→ What needs to be done
Starting with the line that holds "Target: eroded rock face" and stopping after the line that holds "[(302, 19), (118, 262), (62, 190), (339, 338)]", repeat the lines below word for word, without the pictures.

→ Data for this task
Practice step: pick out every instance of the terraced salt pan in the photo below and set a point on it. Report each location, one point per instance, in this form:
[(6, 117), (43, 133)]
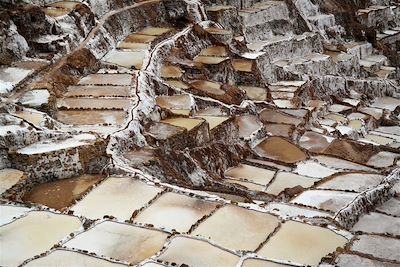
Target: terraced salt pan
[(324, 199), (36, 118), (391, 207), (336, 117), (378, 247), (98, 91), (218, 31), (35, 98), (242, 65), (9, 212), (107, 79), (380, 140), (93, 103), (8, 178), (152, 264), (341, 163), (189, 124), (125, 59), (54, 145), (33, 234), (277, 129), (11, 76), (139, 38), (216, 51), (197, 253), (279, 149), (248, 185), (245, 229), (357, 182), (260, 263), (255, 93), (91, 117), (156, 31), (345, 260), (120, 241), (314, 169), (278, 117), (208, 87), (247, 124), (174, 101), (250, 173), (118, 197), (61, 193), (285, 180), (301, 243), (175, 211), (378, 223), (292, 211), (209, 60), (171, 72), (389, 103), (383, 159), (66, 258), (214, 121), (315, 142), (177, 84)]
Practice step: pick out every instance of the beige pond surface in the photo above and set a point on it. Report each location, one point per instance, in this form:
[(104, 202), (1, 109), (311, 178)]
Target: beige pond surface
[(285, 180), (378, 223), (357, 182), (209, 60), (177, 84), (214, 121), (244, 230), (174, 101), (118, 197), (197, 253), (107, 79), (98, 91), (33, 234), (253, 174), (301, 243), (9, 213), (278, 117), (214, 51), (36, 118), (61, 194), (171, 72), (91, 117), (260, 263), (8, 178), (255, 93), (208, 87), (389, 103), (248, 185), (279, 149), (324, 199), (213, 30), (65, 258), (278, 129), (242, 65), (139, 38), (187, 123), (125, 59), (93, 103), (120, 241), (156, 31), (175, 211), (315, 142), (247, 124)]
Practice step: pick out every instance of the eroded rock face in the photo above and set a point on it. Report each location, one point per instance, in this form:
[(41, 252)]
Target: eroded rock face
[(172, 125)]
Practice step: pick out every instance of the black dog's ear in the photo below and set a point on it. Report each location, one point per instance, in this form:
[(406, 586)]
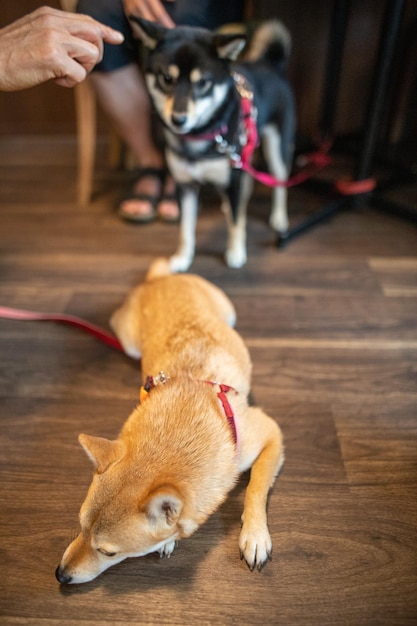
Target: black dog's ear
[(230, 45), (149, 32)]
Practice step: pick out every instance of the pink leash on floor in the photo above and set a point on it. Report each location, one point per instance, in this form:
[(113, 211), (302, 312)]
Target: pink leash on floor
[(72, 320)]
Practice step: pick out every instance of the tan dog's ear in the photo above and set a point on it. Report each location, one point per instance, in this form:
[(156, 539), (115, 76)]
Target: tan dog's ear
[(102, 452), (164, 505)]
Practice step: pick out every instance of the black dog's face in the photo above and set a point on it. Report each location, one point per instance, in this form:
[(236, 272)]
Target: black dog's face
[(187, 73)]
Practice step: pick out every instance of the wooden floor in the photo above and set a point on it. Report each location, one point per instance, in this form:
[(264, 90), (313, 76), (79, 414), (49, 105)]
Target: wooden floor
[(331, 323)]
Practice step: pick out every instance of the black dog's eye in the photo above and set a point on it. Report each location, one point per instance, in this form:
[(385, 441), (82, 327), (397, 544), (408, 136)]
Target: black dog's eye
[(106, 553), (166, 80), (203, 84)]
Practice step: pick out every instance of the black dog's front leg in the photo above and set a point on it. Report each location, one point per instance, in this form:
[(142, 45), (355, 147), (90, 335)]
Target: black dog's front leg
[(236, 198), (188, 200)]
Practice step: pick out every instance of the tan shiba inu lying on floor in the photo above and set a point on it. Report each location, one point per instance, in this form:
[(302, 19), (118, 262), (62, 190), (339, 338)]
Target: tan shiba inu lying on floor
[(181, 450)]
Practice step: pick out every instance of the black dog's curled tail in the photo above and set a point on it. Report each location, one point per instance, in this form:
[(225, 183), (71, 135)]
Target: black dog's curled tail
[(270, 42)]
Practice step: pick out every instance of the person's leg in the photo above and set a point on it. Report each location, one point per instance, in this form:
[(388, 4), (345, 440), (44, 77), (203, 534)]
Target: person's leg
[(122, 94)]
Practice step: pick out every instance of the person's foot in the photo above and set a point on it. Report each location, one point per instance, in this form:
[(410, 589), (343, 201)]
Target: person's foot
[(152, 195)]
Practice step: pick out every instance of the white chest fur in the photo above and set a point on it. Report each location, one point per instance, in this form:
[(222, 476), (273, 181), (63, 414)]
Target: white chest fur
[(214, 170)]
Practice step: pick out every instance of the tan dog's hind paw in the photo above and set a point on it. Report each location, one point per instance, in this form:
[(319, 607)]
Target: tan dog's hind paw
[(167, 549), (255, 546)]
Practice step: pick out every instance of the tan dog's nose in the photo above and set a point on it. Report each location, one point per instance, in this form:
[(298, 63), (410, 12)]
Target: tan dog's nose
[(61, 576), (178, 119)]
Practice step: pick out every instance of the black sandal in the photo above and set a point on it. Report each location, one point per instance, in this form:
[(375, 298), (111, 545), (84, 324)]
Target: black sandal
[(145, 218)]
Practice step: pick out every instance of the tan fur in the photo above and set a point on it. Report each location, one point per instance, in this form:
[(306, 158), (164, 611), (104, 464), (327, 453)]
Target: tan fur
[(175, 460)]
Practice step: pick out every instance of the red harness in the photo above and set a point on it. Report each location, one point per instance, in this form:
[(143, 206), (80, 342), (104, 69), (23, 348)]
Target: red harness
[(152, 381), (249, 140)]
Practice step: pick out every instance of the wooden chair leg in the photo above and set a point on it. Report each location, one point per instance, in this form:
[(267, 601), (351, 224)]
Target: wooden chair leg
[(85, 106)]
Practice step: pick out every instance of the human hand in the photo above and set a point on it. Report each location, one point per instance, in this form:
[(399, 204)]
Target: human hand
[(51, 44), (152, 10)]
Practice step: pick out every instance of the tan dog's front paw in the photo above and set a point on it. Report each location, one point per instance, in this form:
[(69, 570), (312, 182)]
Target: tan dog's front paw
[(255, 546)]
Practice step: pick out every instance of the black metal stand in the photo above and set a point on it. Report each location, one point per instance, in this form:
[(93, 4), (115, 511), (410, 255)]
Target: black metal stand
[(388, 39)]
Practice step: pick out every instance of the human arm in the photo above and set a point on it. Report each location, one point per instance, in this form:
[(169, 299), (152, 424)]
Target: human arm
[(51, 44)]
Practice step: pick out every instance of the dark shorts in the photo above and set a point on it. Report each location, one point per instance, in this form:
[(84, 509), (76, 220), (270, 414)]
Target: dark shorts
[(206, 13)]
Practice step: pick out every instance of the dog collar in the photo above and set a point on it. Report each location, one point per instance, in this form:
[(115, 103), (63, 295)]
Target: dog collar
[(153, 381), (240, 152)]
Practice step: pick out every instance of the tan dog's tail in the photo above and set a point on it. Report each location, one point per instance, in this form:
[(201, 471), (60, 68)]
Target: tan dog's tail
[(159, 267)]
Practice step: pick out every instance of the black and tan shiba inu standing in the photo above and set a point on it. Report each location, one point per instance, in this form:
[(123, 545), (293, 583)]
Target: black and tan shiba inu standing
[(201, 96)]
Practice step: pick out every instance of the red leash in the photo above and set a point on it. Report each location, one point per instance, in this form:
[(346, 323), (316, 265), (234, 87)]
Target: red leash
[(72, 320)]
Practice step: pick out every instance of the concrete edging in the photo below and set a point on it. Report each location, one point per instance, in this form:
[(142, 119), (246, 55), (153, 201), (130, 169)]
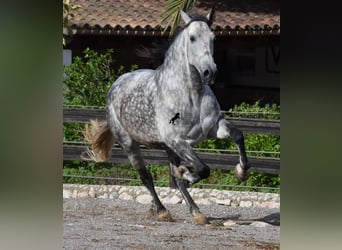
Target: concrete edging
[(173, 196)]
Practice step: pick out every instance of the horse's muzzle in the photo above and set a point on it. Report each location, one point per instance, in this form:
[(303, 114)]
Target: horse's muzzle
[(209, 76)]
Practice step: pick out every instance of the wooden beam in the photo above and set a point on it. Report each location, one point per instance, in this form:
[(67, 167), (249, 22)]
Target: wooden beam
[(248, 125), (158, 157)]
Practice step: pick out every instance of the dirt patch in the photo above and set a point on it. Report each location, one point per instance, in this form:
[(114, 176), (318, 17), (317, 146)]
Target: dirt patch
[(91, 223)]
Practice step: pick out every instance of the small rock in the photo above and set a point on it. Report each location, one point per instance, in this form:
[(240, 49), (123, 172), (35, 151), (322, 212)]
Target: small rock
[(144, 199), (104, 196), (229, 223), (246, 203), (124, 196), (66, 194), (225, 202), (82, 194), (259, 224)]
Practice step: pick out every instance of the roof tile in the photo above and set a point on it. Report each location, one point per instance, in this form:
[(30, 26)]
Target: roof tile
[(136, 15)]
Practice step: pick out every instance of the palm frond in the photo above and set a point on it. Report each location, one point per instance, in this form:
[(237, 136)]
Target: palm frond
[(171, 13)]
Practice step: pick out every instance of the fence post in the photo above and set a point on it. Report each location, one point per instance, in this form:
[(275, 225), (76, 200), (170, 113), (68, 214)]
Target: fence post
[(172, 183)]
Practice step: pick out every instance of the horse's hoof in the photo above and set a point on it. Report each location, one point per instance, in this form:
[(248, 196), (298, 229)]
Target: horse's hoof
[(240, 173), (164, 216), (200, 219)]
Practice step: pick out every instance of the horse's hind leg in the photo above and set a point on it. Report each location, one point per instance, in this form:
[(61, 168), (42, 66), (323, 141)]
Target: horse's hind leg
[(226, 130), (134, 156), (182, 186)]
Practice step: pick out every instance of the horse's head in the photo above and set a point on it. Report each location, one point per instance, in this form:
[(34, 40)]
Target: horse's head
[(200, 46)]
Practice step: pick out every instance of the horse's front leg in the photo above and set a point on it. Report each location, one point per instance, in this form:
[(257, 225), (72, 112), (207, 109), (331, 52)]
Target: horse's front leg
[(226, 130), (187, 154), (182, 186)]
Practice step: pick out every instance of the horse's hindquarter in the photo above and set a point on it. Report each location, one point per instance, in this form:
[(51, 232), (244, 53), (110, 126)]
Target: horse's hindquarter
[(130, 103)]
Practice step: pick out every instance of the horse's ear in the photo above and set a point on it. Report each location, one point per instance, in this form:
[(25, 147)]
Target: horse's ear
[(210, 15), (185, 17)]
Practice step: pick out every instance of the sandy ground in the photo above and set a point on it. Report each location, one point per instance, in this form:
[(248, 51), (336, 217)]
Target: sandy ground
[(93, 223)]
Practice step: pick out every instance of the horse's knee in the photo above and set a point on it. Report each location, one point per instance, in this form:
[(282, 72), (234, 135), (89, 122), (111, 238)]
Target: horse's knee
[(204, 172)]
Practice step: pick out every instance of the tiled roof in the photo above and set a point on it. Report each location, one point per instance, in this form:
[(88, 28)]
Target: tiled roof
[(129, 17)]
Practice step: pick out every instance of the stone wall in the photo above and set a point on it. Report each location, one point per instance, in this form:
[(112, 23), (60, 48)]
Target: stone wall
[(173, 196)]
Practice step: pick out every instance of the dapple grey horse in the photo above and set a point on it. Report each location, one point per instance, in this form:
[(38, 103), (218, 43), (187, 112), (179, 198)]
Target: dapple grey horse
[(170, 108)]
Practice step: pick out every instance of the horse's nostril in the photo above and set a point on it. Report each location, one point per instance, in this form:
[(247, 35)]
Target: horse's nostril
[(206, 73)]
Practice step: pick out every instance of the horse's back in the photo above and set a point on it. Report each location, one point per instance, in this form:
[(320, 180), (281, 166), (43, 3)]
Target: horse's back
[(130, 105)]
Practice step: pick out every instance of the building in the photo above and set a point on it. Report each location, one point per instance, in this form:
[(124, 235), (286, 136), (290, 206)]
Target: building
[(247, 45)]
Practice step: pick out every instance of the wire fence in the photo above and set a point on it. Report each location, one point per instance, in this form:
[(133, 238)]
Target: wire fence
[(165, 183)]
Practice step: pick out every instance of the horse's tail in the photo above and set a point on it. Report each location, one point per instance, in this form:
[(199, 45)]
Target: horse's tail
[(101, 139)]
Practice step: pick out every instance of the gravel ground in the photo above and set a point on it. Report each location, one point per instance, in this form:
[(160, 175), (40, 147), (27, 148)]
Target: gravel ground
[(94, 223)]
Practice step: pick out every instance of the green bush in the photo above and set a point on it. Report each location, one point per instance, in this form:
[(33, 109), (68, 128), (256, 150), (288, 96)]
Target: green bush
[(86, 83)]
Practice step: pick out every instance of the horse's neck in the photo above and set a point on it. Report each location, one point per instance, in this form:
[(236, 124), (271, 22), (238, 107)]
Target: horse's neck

→ Reply
Target: eroded rock face
[(172, 125)]
Practice step: pick out every instance of the black dog's ear in the photo below and set a point on it. Report each location, one point per instance, in this form:
[(406, 586)]
Target: black dog's ear
[(230, 45), (149, 32)]
Practice step: pick out every instance of the pink leash on floor in the photo above and set a point on it. Report each location, one point per instance, in this form:
[(113, 211), (302, 312)]
Target: pink leash on floor
[(72, 320)]
Practice step: pick out every instance of the tan dog's ear in the photo above and set a point on it. Report each location, one point per instance, in this form:
[(156, 539), (115, 76)]
Target: tan dog's ear
[(102, 452), (164, 505)]
Practice step: pick out every instance of the black dog's face in the photo above and set a point on it. Report each location, one point per instance, in this form:
[(236, 272)]
Target: black dog's face
[(187, 73)]
Practice step: pick out every instance of the wooden floor in the photo above and set a point on it. Report each location, one point per instance, in this form:
[(264, 90), (313, 76), (79, 414), (49, 105)]
Target: wooden floor
[(331, 323)]
Practice step: pick out every instance of the black dog's eye in the photo above and set a point on it. Report each location, one point per instance, in this form:
[(385, 441), (82, 327), (397, 544), (408, 136)]
Target: black dog's eye
[(106, 553), (166, 80), (203, 84)]
Practice step: pick out every instance of the black dog's front leg in the photo above and set a point on it. Report each location, one point per instance, in this form:
[(142, 45), (355, 147), (90, 335)]
Target: black dog's front leg
[(236, 198), (188, 200)]
Practice step: pick out every instance of the tan shiba inu lying on floor in the photo above and set a point on it. Report each location, one point per instance, in this form:
[(302, 19), (118, 262), (62, 190), (339, 338)]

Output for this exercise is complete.